Please transcribe the data that follows, keeping every line exact.

__Input data__.
◇ ◇ ◇ ◇ ◇

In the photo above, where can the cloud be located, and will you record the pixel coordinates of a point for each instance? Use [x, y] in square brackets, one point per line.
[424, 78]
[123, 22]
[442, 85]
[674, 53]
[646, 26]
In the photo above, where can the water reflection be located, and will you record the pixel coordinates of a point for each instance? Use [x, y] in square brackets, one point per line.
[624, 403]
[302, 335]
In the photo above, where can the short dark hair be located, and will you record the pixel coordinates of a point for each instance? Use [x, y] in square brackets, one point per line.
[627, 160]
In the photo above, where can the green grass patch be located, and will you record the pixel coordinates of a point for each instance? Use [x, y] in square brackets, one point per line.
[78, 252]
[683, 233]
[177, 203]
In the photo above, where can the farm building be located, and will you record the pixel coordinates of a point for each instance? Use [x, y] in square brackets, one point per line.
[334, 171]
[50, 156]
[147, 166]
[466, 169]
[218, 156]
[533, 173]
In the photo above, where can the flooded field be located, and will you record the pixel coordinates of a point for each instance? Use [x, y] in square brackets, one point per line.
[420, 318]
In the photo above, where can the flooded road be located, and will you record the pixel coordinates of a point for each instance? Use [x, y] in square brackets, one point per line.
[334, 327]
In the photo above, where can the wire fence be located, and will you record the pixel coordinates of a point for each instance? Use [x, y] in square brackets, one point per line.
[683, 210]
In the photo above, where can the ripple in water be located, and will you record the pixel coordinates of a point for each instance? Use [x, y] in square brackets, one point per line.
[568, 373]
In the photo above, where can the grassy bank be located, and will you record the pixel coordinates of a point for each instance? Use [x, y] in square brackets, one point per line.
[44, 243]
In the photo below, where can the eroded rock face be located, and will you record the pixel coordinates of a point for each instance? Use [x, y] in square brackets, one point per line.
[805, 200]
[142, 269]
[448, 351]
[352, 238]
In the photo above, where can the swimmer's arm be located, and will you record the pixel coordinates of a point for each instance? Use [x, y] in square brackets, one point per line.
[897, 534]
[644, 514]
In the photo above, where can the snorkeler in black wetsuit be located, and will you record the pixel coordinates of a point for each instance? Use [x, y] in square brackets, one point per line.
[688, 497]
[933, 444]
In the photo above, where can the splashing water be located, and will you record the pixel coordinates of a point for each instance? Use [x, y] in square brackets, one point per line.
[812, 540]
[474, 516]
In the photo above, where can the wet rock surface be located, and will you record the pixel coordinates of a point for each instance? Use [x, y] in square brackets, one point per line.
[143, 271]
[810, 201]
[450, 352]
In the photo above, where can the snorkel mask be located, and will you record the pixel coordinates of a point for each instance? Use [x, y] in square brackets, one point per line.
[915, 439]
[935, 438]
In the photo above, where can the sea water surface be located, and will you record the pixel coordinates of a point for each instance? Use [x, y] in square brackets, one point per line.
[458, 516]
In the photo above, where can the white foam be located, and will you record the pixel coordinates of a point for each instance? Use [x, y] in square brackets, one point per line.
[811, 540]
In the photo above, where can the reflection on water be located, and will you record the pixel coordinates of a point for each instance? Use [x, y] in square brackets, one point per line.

◇ ◇ ◇ ◇ ◇

__Worked solution__.
In the photo above, where can the cloud be located, and will you record the pixel coordinates of a point for each instance? Use [x, y] in square brackets, one point per line.
[424, 78]
[123, 22]
[442, 85]
[674, 53]
[646, 26]
In the photo above, where can the water reflection be located, and will you record the pixel coordinates of a point for each instance? Use [x, y] in square brackets, one point per line.
[624, 403]
[302, 335]
In the photo above, where can the short dark hair be located, and will you record the pixel coordinates of a point for each instance? Use [x, y] in square brackets, one point per line.
[627, 160]
In the photo above, where can the green grass patch be located, and will you record the pixel coordinates of a point for each instance? Use [x, y] in square brackets, one point per line.
[78, 252]
[683, 233]
[177, 203]
In the photo above, where can the farm building be located, and will you record the pixel coordinates of a point for each instance? Use [x, y] in square brackets, one point per line.
[334, 171]
[50, 156]
[147, 166]
[466, 169]
[218, 156]
[533, 173]
In the photo above, where can the flooded field be located, and will you record the pixel coordinates of a point for each instance? Use [x, y] in square brackets, one point per line.
[420, 318]
In the photo above, where can the flooded road be located, and will you record the pixel coordinates of a point for each instance? Use [x, y] in square brackets, one point per line.
[334, 327]
In the photo above, where can the wire fence be located, and will you record the pixel coordinates of a point for each instance? Use [x, y] in square brackets, one point per line.
[683, 210]
In the photo above, where can the ripple in water be located, and will you record the pixel coordinates of a point for each instance? Use [x, y] in square brackets, one point per line.
[568, 373]
In the photo above, where can the grassy bank be located, and will you record the pixel coordinates of a point for each instance? Use [x, y] in square brackets, one point per line.
[44, 243]
In the photo below, where can the eroded rock face be located, and will you record the pixel coordinates of a point for each instance? Use [x, y] in square brackets, one point per line.
[805, 200]
[142, 269]
[448, 351]
[352, 238]
In the photo above, where can the swimmer's arm be located, and will you record the pixel coordinates of a point for each instance? Use [x, y] in square brackets, one point per line.
[897, 534]
[644, 514]
In the photo above, where can the snorkeler in black wetsuit be located, and will you record the pixel coordinates of a point for each instance? Use [x, y] in square brackets, one point per line.
[688, 497]
[933, 444]
In the photo above, where can the splashing water be located, and will you record the pixel coordinates of a point for each instance? Use [x, y] in square brackets, one point per line.
[812, 540]
[474, 516]
In the photo above, where can the wet rock surface be located, and will you record the pixel coordinates of a point for each instance? Use [x, y] in square brackets, one point per line.
[143, 271]
[810, 201]
[450, 352]
In the photo above, where can the snorkel mask be located, and will you record the pixel coordinates of a point for each instance? Use [x, y] in square brackets, one point per line.
[915, 439]
[935, 438]
In the photo above, where can the sea water surface be located, and will you record the pixel coordinates of a point for each instance? Use [x, y] in square brackets, one point per line.
[458, 516]
In the photo above, where can the white foam be located, and will you record the pixel coordinates of a point for each instance? Use [x, y] in square brackets, one point per line.
[811, 540]
In the photo above, where can the reflection on water be located, and will you record the pixel coordinates of a point for each instance? Use [x, y] in square brackets, one point per line.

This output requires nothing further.